Copy out each line of the items below that contains the string "basketball", treating uppercase and lowercase letters as different.

------ Data in this exercise ------

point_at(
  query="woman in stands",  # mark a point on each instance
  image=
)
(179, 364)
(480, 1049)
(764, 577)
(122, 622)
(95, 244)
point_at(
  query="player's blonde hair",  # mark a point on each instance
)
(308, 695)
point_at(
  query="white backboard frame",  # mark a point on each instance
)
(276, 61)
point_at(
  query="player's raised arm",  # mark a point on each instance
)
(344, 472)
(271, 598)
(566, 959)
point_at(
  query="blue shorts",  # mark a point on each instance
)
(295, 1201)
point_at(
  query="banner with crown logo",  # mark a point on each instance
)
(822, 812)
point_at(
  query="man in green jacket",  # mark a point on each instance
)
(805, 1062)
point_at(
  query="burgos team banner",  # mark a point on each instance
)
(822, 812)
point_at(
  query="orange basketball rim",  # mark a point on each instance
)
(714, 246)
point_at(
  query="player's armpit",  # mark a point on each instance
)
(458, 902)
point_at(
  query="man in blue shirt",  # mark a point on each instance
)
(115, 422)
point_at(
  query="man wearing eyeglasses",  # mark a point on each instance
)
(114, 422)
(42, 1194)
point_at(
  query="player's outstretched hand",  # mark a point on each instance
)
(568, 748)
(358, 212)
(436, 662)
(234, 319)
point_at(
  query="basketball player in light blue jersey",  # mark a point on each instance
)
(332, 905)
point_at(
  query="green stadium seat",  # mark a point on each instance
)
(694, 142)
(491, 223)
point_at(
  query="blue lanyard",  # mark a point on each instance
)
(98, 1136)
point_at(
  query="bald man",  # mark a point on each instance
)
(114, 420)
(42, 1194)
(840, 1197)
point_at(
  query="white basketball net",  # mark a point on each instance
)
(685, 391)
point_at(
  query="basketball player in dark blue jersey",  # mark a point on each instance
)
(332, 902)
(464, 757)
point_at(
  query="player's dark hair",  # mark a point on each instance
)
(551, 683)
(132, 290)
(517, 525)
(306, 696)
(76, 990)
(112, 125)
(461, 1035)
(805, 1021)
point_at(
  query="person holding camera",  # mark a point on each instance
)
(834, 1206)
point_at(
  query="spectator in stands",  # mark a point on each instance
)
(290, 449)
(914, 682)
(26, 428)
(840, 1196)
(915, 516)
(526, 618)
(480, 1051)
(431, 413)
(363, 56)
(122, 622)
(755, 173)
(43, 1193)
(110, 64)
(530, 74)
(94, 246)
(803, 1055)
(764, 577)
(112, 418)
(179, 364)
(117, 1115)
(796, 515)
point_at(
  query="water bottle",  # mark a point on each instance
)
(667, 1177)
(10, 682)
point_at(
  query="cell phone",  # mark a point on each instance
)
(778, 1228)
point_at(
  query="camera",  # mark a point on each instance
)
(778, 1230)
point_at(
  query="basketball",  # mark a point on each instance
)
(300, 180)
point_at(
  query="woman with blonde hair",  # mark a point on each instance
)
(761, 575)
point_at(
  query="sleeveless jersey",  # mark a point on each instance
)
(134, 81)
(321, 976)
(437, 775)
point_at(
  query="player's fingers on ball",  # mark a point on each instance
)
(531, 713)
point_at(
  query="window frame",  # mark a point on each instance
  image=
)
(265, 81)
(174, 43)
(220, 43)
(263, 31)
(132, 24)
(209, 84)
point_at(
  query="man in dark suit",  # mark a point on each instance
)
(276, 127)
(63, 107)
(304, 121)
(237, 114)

------

**Exercise output**
  query="orange basketball rim",  # mark a point on each instance
  query="basketball player in light blue jersey",  # mark a point on each instance
  query="white basketball net",  # mark a point on each instance
  query="basketball player in dark blue jersey",  # mark a point on each instance
  query="basketball",  # mark a point on each instance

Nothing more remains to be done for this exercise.